[Opening RECORDS FOR THE EXERCISE section]

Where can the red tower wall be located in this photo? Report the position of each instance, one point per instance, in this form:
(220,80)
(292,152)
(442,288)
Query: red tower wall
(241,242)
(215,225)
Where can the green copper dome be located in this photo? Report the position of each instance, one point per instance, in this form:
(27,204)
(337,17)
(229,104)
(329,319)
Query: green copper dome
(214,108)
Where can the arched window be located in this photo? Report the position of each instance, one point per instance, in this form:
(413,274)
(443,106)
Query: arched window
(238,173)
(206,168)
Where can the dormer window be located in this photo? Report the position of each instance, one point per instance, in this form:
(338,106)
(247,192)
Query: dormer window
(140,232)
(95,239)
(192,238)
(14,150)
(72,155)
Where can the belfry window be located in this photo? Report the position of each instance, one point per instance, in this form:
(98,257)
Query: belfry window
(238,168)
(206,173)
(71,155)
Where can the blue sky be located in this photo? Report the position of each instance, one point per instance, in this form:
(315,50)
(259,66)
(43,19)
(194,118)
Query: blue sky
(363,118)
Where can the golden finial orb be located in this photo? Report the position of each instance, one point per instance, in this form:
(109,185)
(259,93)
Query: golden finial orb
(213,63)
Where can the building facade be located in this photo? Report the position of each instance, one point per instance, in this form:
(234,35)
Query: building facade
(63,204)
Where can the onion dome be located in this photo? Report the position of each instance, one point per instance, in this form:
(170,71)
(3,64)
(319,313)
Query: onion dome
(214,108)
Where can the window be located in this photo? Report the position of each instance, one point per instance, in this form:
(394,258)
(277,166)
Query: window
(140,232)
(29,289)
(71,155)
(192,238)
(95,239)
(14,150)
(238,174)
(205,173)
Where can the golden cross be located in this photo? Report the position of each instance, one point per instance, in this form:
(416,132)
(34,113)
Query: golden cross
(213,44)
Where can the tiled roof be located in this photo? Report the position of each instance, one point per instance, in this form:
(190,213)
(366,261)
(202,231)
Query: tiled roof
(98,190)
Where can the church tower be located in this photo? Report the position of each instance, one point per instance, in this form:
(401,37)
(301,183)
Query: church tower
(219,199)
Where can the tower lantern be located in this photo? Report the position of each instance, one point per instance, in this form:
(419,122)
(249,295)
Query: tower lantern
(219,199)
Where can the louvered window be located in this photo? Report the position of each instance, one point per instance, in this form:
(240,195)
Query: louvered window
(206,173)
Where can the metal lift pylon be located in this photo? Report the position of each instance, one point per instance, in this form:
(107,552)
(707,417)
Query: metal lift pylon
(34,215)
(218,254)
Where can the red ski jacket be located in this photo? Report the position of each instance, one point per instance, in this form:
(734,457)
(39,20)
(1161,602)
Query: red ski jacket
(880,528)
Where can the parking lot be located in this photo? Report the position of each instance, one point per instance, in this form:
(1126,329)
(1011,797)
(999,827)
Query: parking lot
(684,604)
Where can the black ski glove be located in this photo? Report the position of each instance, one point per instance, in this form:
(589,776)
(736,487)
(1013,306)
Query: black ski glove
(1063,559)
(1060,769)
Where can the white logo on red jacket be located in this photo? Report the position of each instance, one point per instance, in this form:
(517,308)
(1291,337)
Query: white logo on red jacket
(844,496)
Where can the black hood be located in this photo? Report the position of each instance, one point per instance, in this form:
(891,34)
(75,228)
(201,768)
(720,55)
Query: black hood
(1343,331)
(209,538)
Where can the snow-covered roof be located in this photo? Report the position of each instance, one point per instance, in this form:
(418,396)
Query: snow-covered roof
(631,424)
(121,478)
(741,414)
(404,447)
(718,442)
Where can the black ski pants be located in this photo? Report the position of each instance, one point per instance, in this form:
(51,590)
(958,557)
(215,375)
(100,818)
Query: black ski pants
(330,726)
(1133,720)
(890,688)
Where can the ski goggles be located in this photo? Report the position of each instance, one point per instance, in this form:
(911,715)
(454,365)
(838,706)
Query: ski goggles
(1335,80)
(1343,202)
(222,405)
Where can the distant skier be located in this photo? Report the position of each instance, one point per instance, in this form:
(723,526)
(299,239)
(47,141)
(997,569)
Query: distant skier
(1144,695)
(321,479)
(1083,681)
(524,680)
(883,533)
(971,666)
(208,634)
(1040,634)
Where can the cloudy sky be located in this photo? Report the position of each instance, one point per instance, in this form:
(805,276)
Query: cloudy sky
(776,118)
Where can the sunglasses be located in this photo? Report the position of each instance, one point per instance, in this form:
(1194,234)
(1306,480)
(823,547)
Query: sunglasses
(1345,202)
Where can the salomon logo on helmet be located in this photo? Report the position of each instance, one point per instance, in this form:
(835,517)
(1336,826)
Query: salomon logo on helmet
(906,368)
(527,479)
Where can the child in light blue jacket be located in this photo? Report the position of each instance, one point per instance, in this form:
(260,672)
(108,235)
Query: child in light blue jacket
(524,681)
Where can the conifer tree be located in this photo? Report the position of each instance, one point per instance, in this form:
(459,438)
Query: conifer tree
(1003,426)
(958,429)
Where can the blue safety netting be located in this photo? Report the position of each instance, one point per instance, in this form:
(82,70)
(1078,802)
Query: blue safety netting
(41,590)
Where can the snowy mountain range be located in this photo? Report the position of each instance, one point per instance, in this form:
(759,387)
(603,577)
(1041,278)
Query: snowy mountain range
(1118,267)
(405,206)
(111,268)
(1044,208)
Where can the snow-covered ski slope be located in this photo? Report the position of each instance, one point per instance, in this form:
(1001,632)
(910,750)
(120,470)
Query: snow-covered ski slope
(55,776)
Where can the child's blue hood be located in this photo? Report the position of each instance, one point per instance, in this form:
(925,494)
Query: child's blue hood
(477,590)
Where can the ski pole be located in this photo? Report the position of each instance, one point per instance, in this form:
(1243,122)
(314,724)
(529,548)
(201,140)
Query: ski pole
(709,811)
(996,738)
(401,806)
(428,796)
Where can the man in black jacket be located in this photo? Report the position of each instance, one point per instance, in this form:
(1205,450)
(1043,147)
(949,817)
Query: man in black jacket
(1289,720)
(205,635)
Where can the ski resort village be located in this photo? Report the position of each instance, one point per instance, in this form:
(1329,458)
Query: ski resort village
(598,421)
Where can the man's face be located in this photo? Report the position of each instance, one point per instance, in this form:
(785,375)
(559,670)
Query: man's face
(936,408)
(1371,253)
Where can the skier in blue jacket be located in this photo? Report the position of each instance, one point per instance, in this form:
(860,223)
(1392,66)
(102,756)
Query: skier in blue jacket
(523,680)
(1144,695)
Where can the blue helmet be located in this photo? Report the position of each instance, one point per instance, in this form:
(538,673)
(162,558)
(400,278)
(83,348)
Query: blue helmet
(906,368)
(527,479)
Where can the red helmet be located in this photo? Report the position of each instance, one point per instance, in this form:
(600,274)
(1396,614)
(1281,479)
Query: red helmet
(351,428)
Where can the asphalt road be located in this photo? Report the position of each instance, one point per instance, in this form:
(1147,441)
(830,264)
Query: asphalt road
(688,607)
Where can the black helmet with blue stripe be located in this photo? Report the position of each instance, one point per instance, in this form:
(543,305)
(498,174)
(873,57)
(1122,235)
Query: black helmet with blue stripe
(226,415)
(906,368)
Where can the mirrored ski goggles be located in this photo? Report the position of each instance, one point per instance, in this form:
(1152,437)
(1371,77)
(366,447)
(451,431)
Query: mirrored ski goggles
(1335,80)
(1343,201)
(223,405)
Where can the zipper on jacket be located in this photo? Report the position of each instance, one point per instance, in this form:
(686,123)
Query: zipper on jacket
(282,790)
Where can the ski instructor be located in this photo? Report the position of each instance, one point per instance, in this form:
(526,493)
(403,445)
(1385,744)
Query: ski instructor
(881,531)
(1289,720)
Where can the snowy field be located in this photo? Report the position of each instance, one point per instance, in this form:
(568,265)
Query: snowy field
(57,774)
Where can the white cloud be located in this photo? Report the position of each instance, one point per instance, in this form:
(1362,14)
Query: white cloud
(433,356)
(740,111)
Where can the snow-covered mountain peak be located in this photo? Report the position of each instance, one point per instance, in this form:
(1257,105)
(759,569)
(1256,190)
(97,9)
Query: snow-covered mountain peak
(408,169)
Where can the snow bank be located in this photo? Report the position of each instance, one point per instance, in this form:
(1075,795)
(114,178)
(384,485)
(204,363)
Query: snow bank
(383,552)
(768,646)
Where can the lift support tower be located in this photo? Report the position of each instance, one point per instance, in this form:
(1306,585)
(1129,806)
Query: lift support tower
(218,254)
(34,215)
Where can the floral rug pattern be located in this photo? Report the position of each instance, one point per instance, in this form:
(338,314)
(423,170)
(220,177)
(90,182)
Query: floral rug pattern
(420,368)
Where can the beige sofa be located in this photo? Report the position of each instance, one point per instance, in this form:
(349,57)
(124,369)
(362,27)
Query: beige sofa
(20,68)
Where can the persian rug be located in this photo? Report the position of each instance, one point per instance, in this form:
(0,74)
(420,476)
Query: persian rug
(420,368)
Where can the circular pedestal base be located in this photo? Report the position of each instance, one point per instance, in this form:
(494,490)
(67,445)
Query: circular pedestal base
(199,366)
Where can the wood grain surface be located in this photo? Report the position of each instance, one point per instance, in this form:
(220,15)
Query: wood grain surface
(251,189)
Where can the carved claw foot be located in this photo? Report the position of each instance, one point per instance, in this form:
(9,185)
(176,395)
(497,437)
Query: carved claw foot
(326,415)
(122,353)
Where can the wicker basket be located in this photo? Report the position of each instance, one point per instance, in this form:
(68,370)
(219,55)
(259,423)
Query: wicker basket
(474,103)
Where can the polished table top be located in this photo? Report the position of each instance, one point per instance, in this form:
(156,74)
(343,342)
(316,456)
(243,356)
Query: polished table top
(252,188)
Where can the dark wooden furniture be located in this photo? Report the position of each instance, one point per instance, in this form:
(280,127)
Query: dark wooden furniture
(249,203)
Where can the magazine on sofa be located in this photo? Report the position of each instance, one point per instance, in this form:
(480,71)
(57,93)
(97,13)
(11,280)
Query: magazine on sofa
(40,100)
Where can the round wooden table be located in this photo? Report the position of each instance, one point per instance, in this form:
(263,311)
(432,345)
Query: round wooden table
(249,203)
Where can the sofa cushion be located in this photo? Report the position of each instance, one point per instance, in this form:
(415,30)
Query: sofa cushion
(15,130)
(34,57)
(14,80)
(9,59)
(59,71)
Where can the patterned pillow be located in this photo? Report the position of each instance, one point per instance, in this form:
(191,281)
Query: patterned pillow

[Closing RECORDS FOR THE EXERCISE section]

For every line above that holds the word "patterned", report the whole line.

Where can the patterned pillow be located in this photo? Report the position of each instance, one point per instance, in this form:
Query: patterned pillow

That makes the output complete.